[start]

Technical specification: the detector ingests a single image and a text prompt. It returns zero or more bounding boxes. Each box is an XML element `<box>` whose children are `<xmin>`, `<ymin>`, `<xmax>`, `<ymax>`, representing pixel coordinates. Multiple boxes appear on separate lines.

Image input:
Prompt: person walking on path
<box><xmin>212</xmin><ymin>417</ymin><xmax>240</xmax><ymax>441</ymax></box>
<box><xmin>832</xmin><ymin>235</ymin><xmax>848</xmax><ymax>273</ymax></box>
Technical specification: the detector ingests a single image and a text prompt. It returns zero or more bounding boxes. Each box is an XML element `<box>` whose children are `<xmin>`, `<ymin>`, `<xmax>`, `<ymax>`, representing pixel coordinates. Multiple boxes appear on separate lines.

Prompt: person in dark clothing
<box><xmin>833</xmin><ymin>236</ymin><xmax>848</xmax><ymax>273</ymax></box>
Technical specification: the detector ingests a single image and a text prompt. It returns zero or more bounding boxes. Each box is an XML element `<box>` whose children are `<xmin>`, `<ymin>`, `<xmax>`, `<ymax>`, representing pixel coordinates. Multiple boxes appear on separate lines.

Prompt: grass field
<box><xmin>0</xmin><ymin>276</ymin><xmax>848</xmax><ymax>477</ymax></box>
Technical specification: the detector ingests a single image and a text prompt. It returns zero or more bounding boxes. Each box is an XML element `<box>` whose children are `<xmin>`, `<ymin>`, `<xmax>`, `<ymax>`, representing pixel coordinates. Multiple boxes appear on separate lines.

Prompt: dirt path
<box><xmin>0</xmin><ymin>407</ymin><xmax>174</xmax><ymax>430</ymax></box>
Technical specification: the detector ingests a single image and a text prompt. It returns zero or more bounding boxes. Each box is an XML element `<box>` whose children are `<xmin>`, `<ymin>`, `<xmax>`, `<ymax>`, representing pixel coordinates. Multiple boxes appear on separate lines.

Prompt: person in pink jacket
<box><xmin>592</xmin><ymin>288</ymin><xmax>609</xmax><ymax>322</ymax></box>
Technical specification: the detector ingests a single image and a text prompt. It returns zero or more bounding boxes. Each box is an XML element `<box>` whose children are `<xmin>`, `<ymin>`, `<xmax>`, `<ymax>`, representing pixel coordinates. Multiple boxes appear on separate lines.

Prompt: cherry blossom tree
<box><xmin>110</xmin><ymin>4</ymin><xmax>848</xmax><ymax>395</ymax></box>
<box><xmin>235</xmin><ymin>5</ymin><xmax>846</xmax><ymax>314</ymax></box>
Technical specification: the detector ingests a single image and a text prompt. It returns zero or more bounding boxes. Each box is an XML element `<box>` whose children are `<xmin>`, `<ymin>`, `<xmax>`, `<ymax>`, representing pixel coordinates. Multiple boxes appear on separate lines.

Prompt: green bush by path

[end]

What to produce: Which lines in the entries above contain the string "person", matching case exactly? Copy each of those lines.

Result for this task:
Prompt: person walking on path
Prompt: person in dark clothing
Prompt: person in pink jacket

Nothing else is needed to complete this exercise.